WHAT THE TASK REQUIRES — Below are some entries; can you quote all of them exactly?
::: RAW DATA :::
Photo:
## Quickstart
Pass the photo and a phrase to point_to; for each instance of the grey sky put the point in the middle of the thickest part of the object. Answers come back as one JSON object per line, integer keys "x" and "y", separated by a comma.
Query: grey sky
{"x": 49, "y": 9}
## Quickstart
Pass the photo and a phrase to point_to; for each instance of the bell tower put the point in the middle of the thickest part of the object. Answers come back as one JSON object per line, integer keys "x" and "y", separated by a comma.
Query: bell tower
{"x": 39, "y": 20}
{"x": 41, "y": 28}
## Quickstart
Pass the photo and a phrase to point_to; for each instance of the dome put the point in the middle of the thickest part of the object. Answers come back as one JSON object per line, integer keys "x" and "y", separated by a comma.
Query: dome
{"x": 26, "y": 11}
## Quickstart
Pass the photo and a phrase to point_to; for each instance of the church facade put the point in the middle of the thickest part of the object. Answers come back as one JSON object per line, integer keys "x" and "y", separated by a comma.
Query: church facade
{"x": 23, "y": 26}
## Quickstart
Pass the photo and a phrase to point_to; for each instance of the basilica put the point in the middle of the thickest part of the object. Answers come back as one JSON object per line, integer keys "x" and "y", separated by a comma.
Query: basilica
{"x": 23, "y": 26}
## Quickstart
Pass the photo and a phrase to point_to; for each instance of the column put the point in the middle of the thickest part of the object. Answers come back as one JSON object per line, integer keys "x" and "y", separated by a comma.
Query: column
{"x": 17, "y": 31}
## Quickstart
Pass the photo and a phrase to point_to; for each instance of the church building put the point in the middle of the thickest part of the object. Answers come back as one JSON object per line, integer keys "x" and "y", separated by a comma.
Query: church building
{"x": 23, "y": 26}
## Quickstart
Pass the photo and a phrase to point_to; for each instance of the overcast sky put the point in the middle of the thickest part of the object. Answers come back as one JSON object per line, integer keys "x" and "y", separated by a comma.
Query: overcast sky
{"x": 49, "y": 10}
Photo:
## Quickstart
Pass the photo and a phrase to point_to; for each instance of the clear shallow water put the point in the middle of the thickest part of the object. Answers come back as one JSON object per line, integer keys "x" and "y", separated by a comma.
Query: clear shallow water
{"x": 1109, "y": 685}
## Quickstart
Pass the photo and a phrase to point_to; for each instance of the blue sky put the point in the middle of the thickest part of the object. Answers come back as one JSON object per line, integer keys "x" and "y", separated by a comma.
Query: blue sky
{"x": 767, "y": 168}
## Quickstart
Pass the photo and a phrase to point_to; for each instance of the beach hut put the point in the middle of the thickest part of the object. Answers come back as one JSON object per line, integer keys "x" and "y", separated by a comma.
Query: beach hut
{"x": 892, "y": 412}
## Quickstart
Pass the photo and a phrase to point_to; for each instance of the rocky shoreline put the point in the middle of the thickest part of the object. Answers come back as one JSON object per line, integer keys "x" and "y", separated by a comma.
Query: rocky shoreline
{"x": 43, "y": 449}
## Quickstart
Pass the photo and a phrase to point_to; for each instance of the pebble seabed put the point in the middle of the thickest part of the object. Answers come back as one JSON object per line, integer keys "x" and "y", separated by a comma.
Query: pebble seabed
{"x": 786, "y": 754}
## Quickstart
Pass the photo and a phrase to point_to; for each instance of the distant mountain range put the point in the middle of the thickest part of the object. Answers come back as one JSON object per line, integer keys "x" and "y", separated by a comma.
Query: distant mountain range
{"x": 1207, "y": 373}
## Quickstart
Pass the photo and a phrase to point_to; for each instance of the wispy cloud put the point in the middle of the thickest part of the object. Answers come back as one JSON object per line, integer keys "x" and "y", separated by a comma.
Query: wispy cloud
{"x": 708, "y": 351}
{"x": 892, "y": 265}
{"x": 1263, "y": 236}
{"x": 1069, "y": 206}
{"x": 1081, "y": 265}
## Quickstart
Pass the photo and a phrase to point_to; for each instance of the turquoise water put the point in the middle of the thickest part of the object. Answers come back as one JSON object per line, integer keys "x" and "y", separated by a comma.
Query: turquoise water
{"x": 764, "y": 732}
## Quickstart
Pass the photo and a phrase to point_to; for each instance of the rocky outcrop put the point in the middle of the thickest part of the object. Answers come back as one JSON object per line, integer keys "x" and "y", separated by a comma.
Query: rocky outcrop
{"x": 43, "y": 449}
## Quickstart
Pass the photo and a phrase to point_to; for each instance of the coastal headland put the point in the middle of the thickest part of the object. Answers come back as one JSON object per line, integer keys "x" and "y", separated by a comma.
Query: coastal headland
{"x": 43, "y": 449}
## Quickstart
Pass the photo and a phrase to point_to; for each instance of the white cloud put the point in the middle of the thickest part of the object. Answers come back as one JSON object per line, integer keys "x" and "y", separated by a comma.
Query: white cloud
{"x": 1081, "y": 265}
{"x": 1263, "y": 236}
:::
FINAL ANSWER —
Photo:
## Quickstart
Pass the photo and a phrase to point_to; for each instance of the grey sky put the point in the middle of the thickest part of the object. Answers come back as one JSON object per line, integer keys "x" and "y", separated by a comma.
Query: grey sky
{"x": 49, "y": 9}
## Quickstart
Pass the photo and a phrase to point_to; for each instance of the bell tower put the point in the middle of the thickest part of the object. Answers come back as one JSON object per line, integer keys "x" and "y", separated by a comma.
Query: bell tower
{"x": 39, "y": 20}
{"x": 41, "y": 28}
## Quickstart
Pass the photo and a phrase to point_to; for each instance of the dome put the point in the middle of the thickest part of the object. Answers come back as one JSON object per line, integer keys "x" and "y", separated by a comma.
Query: dome
{"x": 26, "y": 11}
## Quickstart
Pass the photo and a phrase to point_to; for each instance of the church facade put the point in the middle of the thickest part of the object. Answers come back as one JSON object per line, integer keys "x" and "y", separated by a comma.
Query: church facade
{"x": 23, "y": 26}
## Quickstart
Pass the photo and a phrase to point_to; for each instance of the basilica put the point in the middle of the thickest part of the object. Answers come back as one JSON object per line, integer keys "x" and "y", separated by a comma.
Query: basilica
{"x": 23, "y": 26}
## Quickstart
Pass the photo and a phrase to point_to; for each instance of the column put the point in the middle of the thickest part of the object. Answers come back as one JSON object per line, integer keys "x" and "y", separated by a comma.
Query: column
{"x": 17, "y": 31}
## Quickstart
Pass the photo and a phrase to point_to; for each instance of the church building put the point in the middle of the thickest part of the object. Answers come back as one JSON object per line, integer keys "x" and "y", separated by a comma.
Query: church building
{"x": 23, "y": 26}
## Quickstart
Pass the photo and a phrase to point_to; for each instance of the overcast sky put the point in the middle of the thickest part of the object. Answers come back as one JSON object per line, integer keys "x" and "y", separated by a comma.
Query: overcast sky
{"x": 49, "y": 10}
Photo:
## Quickstart
Pass the photo and a phrase to point_to; for each instance of the clear shallow water put the point in the middle of the thickest part of the object. Answers come back as one JSON object per line, integer keys "x" and "y", separated by a comma.
Query: clear shallow water
{"x": 1109, "y": 685}
## Quickstart
Pass the photo and a phrase to point_to; for each instance of the blue sky put the point in the middle of the thickest part of the object. Answers come back as one JSON object per line, integer keys "x" and "y", separated by a comma.
Query: blue sky
{"x": 767, "y": 168}
## Quickstart
Pass the photo and a phrase to point_to; for each instance of the beach hut put the point in the middle of the thickest part of the object. Answers come back as one JSON object per line, integer keys "x" and "y", separated by a comma.
Query: beach hut
{"x": 892, "y": 412}
## Quickstart
Pass the photo and a phrase to point_to; for each instance of the rocky shoreline put the point in the middle of the thickest part of the object. Answers come back as one JSON object per line, integer keys "x" and "y", separated by a comma.
Query: rocky shoreline
{"x": 43, "y": 449}
## Quickstart
Pass the photo and a phrase to point_to; for each instance of the pebble seabed put the point in the middle of the thickest part of the object. Answers come back as one JSON object per line, integer keys "x" and "y", separated by a comma.
Query: pebble seabed
{"x": 786, "y": 754}
## Quickstart
Pass the photo and a phrase to point_to; for each instance of the distant mountain range put the point in the middle of the thickest part of the object. Answers come back as one JSON object per line, integer keys "x" and "y", separated by a comma.
Query: distant mountain range
{"x": 1207, "y": 373}
## Quickstart
Pass the photo and a phrase to point_to; for each instance of the wispy cloud put the point in the middle of the thickest part of the object. Answers come back as one JSON object per line, integer keys "x" and "y", separated by a comma.
Query: wispy cloud
{"x": 708, "y": 351}
{"x": 892, "y": 265}
{"x": 1263, "y": 236}
{"x": 1069, "y": 206}
{"x": 1081, "y": 265}
## Quickstart
Pass the photo and a phrase to point_to; for each instance of the turquoise water put the point in the middle of the thickest part of the object. Answers come back as one JSON object per line, integer keys "x" and "y", separated by a comma.
Query: turquoise water
{"x": 764, "y": 732}
## Quickstart
Pass the photo and a phrase to point_to; for each instance of the rocky outcrop put the point in the middle of the thickest part of the object. Answers come back as one JSON object per line, integer keys "x" and "y", separated by a comma.
Query: rocky outcrop
{"x": 43, "y": 449}
## Quickstart
Pass the photo and a phrase to point_to; for each instance of the coastal headland put the point in the middle of the thickest part of the object. Answers come back as one JSON object per line, integer keys "x" and "y", separated by a comma.
Query: coastal headland
{"x": 43, "y": 449}
## Quickstart
Pass the photo and a phrase to point_to; for each instance of the white cloud put the point in the middle of the thickest part of the object. Answers come back as one JSON object per line, integer keys "x" and "y", separated by a comma.
Query: white cloud
{"x": 1081, "y": 265}
{"x": 1263, "y": 236}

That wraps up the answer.